Jonathan Tjarks got sick this spring and was in bad shape — fevers, fatigue, weight loss. For the longest time, doctors didn’t know what was wrong with him. Finally, they honed in on a type of cancer that has spread throughout his body. It is treatable, but even though he’s only 31 years old, the recovery rate is less than 50 percent.
“I just couldn’t get one thought out of my head,” Jonathan writes. “I could actually die. Cancer might not kill me, but it could.”
The experience raises some really tough questions for him — questions he shares in a compelling story for The Ringer called “Long Night of the Soul.” If you have a few minutes to read about his journey, it will absolutely change the way you think about your life.
One of the most effective images in his story reveals our allergy to thinking about death:
One of the best metaphors I’ve heard for modern life is that it’s a car headed toward a cliff’s edge while billboards line both sides of the road, blocking the driver’s view. Those billboards are all the distractions that society has to offer. Netflix. Sports. Movies. Music. Everything you consume to avoid thinking about where you are ultimately headed. And those billboards cover your view until the end of the road, when suddenly the cliff approaches. Then, as your car is flying in the air, that’s when you start thinking about death and the meaning of life.
As a Christian, I felt like I was prepared for that moment. But there’s nothing that can truly do that. It’s the long night of the soul. It’s a version of a well-known phrase that I often think of. I don’t care how strong your faith is. Staring into the abyss will make you question everything. I wish getting through it were as simple as quoting a few Bible verses and then going to bed.
So what is a person to do? Jonathan turned to his faith. Even if faith doesn’t remove the fear he feels about death, putting his life in God’s hands does give him a sense of purpose, a sense that God is walking with him through this experience.
It turns out that there’s a long tradition in our faith of contemplating death. The practice is called memento mori, and it helps us remember that our lives are finite and limited — that we will all die one day. That awareness helps us search for purpose and meaning — to find and hold on to the things that matter the most.
Grotto contributor Sister Theresa Aletheia Noble, FSP, was just profiled in The New York Times for bringing memento mori to Twitter and Instagram. She’s often referred to as “the death nun,” but her outlook is not dour or depressing. Remembering our death actually leads to joy, she says, because it clarifies who we are — or, more precisely whose we are.

## DATA
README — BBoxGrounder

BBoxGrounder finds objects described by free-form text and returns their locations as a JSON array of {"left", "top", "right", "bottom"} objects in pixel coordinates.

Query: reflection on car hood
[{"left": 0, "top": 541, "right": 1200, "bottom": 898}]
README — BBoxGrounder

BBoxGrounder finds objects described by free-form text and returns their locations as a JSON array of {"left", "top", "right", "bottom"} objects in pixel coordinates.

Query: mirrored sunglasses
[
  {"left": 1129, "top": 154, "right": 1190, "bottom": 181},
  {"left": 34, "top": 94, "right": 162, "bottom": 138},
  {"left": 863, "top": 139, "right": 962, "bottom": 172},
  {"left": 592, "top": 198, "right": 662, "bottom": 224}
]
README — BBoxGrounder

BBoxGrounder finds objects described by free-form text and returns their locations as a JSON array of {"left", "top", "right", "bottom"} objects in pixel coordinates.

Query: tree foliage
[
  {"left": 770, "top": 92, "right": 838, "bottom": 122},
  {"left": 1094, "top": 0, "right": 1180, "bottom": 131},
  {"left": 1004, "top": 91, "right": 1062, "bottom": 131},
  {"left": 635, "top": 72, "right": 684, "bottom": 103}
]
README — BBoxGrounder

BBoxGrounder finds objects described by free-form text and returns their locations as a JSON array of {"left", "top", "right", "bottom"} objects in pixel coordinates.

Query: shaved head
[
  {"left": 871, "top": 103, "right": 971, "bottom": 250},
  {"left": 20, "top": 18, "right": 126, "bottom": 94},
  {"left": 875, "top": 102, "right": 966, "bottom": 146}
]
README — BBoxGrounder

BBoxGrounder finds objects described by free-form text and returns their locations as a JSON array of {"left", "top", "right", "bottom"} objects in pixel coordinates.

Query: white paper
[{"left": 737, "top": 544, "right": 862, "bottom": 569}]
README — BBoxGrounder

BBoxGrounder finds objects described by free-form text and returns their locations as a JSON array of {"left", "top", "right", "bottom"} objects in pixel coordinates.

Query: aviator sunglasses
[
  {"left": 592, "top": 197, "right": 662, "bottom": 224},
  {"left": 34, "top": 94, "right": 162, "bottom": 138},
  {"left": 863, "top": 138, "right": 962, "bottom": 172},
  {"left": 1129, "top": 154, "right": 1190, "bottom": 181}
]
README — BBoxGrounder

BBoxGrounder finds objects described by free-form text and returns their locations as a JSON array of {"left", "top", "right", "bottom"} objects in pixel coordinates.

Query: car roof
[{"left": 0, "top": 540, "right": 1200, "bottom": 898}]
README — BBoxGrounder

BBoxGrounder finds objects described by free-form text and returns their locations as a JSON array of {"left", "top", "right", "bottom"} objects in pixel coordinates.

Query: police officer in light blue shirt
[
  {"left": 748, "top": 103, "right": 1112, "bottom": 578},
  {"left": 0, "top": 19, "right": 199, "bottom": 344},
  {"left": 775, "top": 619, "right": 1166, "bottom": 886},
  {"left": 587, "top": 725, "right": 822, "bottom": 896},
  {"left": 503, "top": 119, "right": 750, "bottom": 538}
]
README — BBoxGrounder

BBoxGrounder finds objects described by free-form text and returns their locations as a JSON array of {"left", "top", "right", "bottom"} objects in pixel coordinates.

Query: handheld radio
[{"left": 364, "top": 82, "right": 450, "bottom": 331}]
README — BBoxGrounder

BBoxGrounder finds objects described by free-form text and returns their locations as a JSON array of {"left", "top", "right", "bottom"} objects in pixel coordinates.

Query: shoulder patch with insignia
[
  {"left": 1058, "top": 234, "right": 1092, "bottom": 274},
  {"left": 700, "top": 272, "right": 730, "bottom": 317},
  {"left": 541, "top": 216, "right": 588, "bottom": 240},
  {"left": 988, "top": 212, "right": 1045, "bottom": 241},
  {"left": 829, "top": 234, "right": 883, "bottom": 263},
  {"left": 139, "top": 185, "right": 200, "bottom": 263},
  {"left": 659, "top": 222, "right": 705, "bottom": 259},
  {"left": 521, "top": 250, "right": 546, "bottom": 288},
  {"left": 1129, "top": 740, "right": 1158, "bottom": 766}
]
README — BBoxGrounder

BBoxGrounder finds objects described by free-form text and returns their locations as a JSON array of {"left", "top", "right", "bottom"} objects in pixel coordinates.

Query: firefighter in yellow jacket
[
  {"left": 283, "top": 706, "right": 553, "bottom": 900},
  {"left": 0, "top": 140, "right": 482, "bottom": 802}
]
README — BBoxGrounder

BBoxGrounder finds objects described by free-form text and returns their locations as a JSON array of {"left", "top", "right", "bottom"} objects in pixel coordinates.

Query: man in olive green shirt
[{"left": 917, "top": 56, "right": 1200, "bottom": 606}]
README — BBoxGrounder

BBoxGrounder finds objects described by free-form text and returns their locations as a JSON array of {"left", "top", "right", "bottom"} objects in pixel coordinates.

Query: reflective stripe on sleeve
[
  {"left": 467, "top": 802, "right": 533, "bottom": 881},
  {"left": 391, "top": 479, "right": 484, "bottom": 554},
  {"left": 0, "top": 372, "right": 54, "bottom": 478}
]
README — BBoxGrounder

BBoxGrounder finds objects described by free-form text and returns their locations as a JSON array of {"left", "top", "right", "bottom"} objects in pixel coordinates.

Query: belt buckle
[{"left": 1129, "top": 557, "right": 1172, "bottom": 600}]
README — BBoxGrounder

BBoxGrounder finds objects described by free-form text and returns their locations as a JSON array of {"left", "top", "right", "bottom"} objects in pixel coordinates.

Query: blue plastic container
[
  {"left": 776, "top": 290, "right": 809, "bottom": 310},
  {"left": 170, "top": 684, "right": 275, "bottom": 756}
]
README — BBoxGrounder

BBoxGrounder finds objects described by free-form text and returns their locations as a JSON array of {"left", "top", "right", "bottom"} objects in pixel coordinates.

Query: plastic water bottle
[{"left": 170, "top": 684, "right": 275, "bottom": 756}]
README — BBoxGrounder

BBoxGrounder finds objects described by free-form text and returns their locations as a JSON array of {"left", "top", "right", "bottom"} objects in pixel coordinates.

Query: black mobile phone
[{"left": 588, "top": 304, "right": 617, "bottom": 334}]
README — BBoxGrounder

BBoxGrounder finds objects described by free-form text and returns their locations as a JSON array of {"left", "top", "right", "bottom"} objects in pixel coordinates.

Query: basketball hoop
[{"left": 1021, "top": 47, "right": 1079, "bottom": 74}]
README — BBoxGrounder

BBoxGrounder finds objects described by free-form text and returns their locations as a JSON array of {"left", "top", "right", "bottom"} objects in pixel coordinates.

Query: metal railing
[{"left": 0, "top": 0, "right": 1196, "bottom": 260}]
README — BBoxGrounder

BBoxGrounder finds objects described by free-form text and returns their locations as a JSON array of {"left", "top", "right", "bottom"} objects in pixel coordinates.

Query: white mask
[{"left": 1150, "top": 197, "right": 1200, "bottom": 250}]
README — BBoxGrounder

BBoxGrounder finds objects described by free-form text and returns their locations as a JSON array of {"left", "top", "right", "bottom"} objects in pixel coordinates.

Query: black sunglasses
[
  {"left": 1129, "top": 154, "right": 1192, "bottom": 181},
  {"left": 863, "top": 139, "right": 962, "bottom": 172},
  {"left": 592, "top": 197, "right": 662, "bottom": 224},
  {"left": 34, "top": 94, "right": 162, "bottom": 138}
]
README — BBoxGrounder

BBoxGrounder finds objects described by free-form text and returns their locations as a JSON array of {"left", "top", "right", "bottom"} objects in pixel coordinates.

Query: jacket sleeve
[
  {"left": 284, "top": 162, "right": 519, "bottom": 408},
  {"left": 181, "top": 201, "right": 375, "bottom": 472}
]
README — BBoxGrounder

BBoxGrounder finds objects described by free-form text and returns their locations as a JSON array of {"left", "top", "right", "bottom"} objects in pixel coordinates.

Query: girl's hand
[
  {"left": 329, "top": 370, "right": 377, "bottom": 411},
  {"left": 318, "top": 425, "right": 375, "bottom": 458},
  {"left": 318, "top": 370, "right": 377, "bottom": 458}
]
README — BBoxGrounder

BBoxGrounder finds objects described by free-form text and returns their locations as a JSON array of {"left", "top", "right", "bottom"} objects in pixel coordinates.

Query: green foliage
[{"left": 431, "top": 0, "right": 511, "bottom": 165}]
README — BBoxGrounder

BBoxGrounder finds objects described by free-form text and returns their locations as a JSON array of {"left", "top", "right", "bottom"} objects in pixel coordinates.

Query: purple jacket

## QUESTIONS ON THE MATERIAL
a: Can you shorten the paragraph of the article about Jonathan Tjarks that begins "It turns out that there's a long tradition" while keeping its main facts?
b: Will you reproduce the part of the article about Jonathan Tjarks that begins at the words "So what is a" and stops after "matter the most."?
The material has no connection to the article about Jonathan Tjarks.

## RESULTS OF THE EXERCISE
a: The faith has a long tradition of contemplating death, called memento mori. It reminds us that our lives are finite and that we will all die one day. That awareness helps us search for purpose and meaning and hold on to what matters most.

b:
So what is a person to do? Jonathan turned to his faith. Even if faith doesn’t remove the fear he feels about death, putting his life in God’s hands does give him a sense of purpose, a sense that God is walking with him through this experience.
It turns out that there’s a long tradition in our faith of contemplating death. The practice is called memento mori, and it helps us remember that our lives are finite and limited — that we will all die one day. That awareness helps us search for purpose and meaning — to find and hold on to the things that matter the most.